Deine Aufgabe: Schreib aus dem Ausgangstext über Pizzabestellungen alle Sätze heraus, die man laut Text am Telefon wörtlich sagen soll.

── Ausgangstext

# 100 Möglichkeiten, eine Pizza zu bestellen



## Estren (24. Februar 2008)

Hier sind 100 Möglichkeiten, eine Pizza zu bestellen. Meine persönlichen favorieten sind in rot gekennzeichnet. 

-Benutze ein Telefon mit Tonwahl und drücke beliebige Zahlen beim Bestellen. Bitte die Person am anderen  
 Ende, damit sofort aufzuhören. 
-Denke Dir einen Namen für eine Kreditkarte aus und frage, ob sie solche Karten akzeptieren. 
-Benutze die im CB-Funk üblichen Abkürzungen. 
-Bestelle ein Maxi-BigMäc-Menü. 
-Beende das Gespräch mit "Und denken Sie daran: Dieses Gespräch hat nie stattgefunden!". 
-Erzähle dem Pizza-Telefonisten, dass Du auf der anderen Leitung einen anderen Bringdienst hast, und Du 
 das günstigste Angebot nehmen wirst. 
-Gib nur Deine Adresse durch, sage dann "Ach, überraschen Sie mich einfach" und lege auf. 
-Beantworte alle Fragen mit Gegenfragen. 
-Sprich die Namen der Bestellung nicht aus, sondern buchstabiere alles. 
-Stottere bei jedem "p". 
-Erkundige Dich, Was Dein Gegenüber trägt. 
-Sage "Hallo!", warte fünf Sekunden und tu dann so, als ob sie Dich angerufen hätten. 
-Rattere Deine Bestellung in einem Zug herunter. Wenn sie nach Getränken fragen, werde panisch und 
 orientierungslos. 
-Sage dem Telefonisten, dass Du depressiv bist und er Dich aufmuntern soll.

────
── Aufgelistete Daten

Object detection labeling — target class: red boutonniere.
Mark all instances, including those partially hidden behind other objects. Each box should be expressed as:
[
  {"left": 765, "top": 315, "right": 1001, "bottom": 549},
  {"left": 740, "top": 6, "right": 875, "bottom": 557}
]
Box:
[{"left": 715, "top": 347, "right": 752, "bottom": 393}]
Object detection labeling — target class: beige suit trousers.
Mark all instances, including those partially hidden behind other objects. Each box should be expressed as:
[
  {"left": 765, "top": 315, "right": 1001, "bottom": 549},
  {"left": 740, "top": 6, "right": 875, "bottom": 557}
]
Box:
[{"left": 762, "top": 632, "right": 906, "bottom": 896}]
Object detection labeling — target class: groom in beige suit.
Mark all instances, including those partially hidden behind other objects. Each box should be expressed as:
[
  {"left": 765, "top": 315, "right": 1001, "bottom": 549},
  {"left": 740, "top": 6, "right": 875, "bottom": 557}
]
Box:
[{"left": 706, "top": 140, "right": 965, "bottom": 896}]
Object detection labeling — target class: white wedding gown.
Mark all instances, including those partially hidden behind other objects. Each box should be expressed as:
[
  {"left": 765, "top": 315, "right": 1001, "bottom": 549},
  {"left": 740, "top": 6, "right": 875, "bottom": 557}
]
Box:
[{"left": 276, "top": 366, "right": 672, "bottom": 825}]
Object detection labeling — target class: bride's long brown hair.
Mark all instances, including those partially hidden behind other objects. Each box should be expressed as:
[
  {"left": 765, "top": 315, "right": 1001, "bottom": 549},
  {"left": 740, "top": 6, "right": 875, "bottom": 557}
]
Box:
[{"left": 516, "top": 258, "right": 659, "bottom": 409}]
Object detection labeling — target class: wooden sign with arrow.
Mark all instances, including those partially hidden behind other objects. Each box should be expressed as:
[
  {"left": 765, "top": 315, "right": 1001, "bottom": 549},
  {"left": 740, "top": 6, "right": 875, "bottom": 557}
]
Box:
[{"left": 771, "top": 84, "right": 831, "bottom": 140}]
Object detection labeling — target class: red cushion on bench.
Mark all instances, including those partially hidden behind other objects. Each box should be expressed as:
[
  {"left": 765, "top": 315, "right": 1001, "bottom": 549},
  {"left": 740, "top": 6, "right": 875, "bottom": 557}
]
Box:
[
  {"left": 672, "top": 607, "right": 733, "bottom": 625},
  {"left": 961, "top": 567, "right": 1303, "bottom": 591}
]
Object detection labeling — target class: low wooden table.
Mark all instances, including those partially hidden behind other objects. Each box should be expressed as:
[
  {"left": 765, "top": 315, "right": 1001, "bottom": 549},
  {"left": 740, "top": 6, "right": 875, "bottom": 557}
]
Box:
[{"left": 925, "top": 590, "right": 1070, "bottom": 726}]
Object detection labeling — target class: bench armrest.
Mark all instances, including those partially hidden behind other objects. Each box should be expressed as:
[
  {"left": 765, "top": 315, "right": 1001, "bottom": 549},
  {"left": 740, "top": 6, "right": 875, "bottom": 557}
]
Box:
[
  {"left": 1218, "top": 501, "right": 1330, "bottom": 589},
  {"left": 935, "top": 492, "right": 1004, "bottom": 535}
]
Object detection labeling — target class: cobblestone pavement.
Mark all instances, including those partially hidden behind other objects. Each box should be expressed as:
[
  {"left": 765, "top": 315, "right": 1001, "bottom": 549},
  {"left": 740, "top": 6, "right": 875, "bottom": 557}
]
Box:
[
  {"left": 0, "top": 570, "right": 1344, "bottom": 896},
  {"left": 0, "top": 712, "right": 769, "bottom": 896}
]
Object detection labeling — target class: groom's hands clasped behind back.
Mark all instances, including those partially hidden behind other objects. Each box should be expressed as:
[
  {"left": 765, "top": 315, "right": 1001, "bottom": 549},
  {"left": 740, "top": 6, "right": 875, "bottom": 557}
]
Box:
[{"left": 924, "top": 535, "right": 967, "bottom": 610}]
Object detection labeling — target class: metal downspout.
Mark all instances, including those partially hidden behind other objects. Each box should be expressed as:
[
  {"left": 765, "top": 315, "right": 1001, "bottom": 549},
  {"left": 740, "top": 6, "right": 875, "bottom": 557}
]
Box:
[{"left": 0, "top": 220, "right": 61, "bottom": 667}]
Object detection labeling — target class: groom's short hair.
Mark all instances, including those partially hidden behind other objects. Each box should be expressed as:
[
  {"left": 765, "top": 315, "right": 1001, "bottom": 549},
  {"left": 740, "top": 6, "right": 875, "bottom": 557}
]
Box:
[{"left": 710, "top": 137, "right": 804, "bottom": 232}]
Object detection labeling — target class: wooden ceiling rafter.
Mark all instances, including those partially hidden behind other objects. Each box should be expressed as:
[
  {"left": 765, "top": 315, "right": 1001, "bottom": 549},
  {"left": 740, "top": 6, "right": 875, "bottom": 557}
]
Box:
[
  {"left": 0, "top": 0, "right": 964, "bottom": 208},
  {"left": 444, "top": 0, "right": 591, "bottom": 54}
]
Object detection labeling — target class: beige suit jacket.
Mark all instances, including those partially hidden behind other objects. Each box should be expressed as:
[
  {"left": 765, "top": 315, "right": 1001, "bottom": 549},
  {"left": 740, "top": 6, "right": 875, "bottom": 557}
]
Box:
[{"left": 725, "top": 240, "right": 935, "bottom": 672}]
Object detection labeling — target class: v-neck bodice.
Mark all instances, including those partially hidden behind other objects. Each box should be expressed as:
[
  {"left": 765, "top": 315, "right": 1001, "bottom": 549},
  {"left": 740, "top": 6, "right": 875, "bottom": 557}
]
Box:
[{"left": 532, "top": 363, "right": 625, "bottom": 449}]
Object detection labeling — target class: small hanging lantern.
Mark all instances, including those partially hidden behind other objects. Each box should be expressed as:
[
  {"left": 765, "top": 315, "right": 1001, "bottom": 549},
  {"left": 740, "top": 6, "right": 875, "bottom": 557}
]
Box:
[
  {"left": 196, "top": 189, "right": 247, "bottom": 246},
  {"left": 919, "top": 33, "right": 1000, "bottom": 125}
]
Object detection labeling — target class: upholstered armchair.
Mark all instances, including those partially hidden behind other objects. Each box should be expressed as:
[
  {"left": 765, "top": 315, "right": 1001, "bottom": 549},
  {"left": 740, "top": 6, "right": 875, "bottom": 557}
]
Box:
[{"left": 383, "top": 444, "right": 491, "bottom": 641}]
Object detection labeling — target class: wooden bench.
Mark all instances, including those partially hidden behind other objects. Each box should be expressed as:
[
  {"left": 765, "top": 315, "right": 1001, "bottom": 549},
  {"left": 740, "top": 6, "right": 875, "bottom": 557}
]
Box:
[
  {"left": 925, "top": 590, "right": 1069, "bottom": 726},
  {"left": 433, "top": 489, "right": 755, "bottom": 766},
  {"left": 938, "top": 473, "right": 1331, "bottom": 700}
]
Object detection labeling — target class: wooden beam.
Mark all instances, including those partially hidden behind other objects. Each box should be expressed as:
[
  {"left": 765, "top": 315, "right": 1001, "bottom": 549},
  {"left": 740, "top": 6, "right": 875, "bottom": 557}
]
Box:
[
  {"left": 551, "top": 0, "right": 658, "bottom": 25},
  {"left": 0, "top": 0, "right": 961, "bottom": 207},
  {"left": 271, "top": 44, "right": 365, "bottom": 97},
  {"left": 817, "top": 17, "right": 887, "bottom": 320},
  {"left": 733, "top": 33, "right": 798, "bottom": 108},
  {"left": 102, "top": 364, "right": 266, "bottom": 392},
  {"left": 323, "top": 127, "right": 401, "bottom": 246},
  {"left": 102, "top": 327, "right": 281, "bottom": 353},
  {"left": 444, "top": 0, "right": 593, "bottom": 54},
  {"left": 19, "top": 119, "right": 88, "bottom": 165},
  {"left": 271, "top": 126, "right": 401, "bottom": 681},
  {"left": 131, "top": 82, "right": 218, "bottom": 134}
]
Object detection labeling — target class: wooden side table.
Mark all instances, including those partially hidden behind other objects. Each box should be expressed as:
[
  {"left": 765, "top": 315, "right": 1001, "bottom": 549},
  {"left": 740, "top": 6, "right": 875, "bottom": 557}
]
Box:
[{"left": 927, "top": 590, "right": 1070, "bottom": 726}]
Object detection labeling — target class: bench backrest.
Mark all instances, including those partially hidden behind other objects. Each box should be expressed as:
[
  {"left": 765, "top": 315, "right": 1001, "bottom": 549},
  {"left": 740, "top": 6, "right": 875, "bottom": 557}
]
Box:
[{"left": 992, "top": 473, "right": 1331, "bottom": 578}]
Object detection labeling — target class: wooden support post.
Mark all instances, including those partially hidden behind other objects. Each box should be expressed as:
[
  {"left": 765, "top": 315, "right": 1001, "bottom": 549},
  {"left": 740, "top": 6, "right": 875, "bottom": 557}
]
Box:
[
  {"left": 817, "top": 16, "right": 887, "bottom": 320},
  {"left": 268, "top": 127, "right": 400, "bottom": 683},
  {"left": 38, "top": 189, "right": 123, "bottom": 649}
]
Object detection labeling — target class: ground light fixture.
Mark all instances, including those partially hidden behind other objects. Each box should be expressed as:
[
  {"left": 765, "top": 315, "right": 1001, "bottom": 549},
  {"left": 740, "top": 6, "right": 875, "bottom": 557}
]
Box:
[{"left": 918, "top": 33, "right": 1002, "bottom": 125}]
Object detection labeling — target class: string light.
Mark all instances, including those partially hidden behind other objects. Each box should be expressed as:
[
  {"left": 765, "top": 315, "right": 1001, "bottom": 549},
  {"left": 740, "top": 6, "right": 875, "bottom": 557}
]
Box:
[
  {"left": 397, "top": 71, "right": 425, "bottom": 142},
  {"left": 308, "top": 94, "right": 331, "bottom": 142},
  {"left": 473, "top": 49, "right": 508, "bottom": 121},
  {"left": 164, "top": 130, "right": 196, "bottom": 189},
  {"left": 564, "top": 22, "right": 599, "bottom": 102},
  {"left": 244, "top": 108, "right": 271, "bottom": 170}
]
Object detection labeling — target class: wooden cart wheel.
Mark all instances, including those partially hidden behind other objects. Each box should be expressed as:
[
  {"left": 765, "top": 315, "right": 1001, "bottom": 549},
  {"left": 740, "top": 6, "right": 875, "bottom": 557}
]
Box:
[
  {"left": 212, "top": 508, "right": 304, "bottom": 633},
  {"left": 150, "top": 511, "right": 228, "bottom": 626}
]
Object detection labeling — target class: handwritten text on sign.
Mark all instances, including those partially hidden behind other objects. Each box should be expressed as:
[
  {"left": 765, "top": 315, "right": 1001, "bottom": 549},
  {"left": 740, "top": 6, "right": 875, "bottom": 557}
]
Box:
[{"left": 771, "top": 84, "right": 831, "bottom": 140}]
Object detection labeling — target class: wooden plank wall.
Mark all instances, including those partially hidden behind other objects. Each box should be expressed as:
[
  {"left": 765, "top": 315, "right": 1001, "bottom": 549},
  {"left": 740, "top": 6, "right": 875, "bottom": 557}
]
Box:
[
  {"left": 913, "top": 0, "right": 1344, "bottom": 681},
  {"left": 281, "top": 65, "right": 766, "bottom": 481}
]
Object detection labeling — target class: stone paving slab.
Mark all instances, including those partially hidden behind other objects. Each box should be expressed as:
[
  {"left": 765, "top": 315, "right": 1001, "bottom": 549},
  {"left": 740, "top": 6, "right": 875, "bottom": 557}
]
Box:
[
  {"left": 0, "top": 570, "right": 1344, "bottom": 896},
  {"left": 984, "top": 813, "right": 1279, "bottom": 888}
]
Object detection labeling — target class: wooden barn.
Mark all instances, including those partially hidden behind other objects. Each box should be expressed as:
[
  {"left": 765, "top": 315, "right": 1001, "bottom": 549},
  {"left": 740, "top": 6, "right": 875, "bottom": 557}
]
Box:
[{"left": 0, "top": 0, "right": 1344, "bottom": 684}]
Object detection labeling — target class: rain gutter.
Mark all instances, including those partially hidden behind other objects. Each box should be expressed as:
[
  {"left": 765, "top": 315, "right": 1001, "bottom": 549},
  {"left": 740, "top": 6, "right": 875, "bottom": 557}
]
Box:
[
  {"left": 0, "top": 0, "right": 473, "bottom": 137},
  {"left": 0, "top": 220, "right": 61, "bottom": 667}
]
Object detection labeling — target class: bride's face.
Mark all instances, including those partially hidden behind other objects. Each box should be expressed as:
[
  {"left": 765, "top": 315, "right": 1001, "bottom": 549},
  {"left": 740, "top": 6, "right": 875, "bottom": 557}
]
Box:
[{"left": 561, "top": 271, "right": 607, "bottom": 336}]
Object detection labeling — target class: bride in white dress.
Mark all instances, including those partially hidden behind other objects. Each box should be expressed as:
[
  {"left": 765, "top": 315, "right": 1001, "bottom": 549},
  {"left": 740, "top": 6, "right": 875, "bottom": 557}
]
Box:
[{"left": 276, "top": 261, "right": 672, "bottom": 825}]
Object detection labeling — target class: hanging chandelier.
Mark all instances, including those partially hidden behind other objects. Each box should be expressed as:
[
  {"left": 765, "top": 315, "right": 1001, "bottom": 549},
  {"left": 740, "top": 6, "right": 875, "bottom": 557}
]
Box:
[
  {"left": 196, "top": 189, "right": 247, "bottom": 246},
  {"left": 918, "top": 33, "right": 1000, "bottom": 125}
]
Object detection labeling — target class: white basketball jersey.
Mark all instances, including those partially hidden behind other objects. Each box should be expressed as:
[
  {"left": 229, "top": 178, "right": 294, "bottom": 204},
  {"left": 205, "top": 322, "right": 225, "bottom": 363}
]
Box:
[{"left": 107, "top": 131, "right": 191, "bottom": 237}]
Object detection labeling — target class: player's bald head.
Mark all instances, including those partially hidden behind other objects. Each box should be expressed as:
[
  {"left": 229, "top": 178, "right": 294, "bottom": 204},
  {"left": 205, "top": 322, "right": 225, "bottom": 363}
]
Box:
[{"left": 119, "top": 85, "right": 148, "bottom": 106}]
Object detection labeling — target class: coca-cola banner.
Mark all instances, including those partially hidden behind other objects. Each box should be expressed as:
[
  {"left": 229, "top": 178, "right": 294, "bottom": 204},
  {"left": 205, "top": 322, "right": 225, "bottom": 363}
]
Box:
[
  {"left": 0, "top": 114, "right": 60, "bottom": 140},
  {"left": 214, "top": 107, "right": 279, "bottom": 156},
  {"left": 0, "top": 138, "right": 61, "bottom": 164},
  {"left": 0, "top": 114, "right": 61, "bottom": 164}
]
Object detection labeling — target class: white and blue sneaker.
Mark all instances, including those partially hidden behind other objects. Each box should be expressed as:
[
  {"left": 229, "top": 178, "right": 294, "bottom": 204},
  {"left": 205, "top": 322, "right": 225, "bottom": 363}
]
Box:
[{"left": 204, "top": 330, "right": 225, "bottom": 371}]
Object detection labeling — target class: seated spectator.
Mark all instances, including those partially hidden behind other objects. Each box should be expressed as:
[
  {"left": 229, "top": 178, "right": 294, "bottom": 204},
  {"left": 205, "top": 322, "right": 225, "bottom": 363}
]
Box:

────

Lösung:
- "Und denken Sie daran: Dieses Gespräch hat nie stattgefunden!"
- "Ach, überraschen Sie mich einfach"
- "Hallo!"